La position de Copacabana, enclave en territoire highlander, ainsi que l’opposition sociopolitique marquée entre les deux nations a toujours été un puissant moteur pour de nombreux trafics. Le fait que, d’une part, Copacabana soit un starport, d’autre part que la Fédération des hautes-terres ait aussi mauvaise réputation est un facteur aggravant.

Qui trafique ?

Selon la blague habituelle : tout le monde. Plus précisément, c’est principalement le fait des transporteurs, surtout les chauffeurs routiers : en même temps que les marchandises légales, il y a toujours quelques éléments plus ou moins discrets, qui ne figurent pas sur les bordereaux de livraison.

Il serait d’ailleurs faux de penser qu’il n’y a que les Copacajuns qui passent des trucs en douce, ni que ça ne va que dans le sens Copa-Gabyland. Les Highlanders font pareil et des quantités indécentes de matériel électronique de loisir, de fabrication highlander, entrent dans la Ville libre sans acquitter de forts coûteux droits de douane – et sont souvent réexpédiées ailleurs sur Terre (en bénéficiant de tarifs douaniers bien plus avantageux). Souvent, les trafiquants font les deux : trucs illicites vers la Fédération des hautes-terres et, au retour, contrebande vers Copacabana ; ce serait bête de faire le trajet à vide…

De façon générale, ce trafic est une opération artisanale : s’il existe des réseaux de contacts, fourgues, entrepôts et autres courtiers en documents officiels plus vrais que nature, cela reste une activité qui n’a d’organisé que le nom. Au cours des années, plusieurs organisations criminelles (de part et d’autre de la frontière) ont essayé de mettre le grappin dessus, mais elles se sont toujours heurtées à une opposition farouche des habitués. Le milieu des transporteurs, malgré tous ses grenouillages, peut faire montre d’une solidarité sans faille face à une menace extérieure de ce genre – et la Condor est d’autant plus bienveillante envers les trafiquants locaux, raisonnablement inoffensifs, qu’elle est brutale envers les mafias importées.

La seule exception reste les « mafias africaines », qui ont un quasi-monopole sur les mouvements de marchandises entre le continent africain et Copacabana – mais, là encore, ce n’est pas tant une véritable mafia qu’un terme générique pour parler des réseaux entre les « Afros » de Copacabana, les « cousins » du continent et d’autres diasporas africaines en Amérique du Sud.

◆ DONNÉES FOURNIES
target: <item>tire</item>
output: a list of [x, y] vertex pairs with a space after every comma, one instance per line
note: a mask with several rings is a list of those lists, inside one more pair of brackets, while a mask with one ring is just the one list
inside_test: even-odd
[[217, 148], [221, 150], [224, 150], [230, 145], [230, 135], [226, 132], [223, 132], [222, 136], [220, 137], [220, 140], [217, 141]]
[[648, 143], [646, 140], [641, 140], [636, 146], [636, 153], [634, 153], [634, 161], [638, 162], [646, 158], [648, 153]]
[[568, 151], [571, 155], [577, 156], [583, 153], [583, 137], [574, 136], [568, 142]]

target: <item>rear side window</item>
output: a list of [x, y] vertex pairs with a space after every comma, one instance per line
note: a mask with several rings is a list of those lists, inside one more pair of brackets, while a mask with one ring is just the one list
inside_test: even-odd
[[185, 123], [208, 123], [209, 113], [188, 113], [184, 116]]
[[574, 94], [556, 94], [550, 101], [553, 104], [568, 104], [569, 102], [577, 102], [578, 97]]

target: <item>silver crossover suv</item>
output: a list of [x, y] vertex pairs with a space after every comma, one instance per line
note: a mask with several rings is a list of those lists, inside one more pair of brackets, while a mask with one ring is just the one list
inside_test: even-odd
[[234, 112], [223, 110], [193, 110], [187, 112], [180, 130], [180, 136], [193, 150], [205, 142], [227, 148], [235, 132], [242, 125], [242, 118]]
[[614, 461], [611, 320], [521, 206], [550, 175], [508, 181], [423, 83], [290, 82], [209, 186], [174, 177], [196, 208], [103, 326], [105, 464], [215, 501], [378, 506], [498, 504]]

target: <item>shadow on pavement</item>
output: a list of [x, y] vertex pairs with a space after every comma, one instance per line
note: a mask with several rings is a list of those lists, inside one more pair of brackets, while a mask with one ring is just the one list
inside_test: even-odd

◆ CONSIGNES DE TRAVAIL
1 - Indiquez, pour chacune des affirmations (a), (b) et (c), si elle concorde avec l'extrait sur les trafics de Copacabana, en répondant oui ou non et en citant à l'identique les mots décisifs de l'extrait.
(a) Le trafic est principalement le fait des transporteurs, en particulier des chauffeurs routiers.
(b) La contrebande circule uniquement de Copacabana vers la Fédération des hautes-terres.
(c) Des organisations criminelles sont parvenues à prendre le contrôle de ce trafic.
2 - Rédigez la suite de l'extrait sur les trafics de Copacabana, en commençant juste après sa dernière phrase.

◆ RÉPONSES AUX CONSIGNES
1 -
(a) Oui : « c’est principalement le fait des transporteurs, surtout les chauffeurs routiers ».
(b) Non : « Il serait d’ailleurs faux de penser qu’il n’y a que les Copacajuns qui passent des trucs en douce, ni que ça ne va que dans le sens Copa-Gabyland. »
(c) Non : « elles se sont toujours heurtées à une opposition farouche des habitués ».

2 -
ANPA et autres magouilles

Il existe d’autres trafics, entre Copacabana et la Fédération voisine, qui sont vus d’un nettement plus mauvais œil par les deux parties : ceux qui impliquent l’Allied Native People of America (ANPA) et/ou les services secrets highlanders (enfin, un des).

L’ANPA, qui a des activités politico-militaires dans tout le continent américain, est particulièrement active dans les régions centrales (= jungle) d’Amérique du Sud. C’est un secret de polichinelle que de dire que, hormis les côtes et certains centres urbains, la Fédération des hautes-terres ne contrôle pas grand-chose du sous-continent (bon, ça représente quand même 75% de la population et 90% de l’activité).

Elle utilise fréquemment Copacabana comme base arrière, pour un certain nombre de raisons. D’abord, parce que (pour le moment) elle y est mieux vue qu’aux NAUS. L’ANPA a aussi une branche nord-américaine, Native Alliance, qui plus axée sur l’action politique que sur la violence terroriste, mais qui est quand même très mal vue par les autorités locales. Cela a un peu à voir avec le fait que les Amérindiens sont aux aussi des champions de la contrebande, mais surtout avec les revendications sécessionnistes (ou, tout au moins, fortement autonomistes) du mouvement. Ensuite, parce que Copacabana est une porte ouverte vers la Sphère et vers des soutiens matériels extra-terriens.

L’ANPA fait donc surtout de la contrebande de bonshommes : beaucoup de ses combattants et chefs militaires se replient sur la Ville libre quand l’air de la Fédération devient trop malsain pour eux. Copacabana abrite aussi un certain nombre de cellules politiques, logistiques ou tactiques, qui coordonnent les actions en territoire highlander. Plus ennuyeux, l’organisation fait entrer en Fédération des hautes-terres armes, matériel et propagande ; elle fait aussi transiter, dans l’autre sens, drogue et pierres précieuses brutes (ceci finançant cela…). L’ANPA n’est d’ailleurs pas la seule à se livrer à ce genre de bricolages : pas mal de criminels, organisés ou non, ont eux aussi leurs petits réseaux – l’ANPA fait juste cela à nettement plus grande échelle.

Nids d’espions

Bien entendu, la Fédération des hautes-terres n’est pas en reste ; on peut dire beaucoup de choses sur les Highlanders, mais quand il s’agit d’être proactif, ils se posent un peu là ! Dans le cas présent, leurs activités à Copacabana (surtout depuis les années 2280) se concentrent principalement sur du contre-espionnage anti-ANPA. Cela implique l’envoi de commandos surarmés en mission d’élimination, ce qui n’enthousiasme pas vraiment les autorités locales. Il y a souvent du dommage collatéral…

Leurs autres activités sont plus subtiles (en termes de résultat, tout au moins), mais dans la même veine : contre-espionnage ; là encore, le fait que les boy-scouts de la Fédération considèrent Copacabana comme étant un peu leur terrain de jeu, genre protectorat, agace beaucoup les autorités copacajuns, en premier lieu la Douane.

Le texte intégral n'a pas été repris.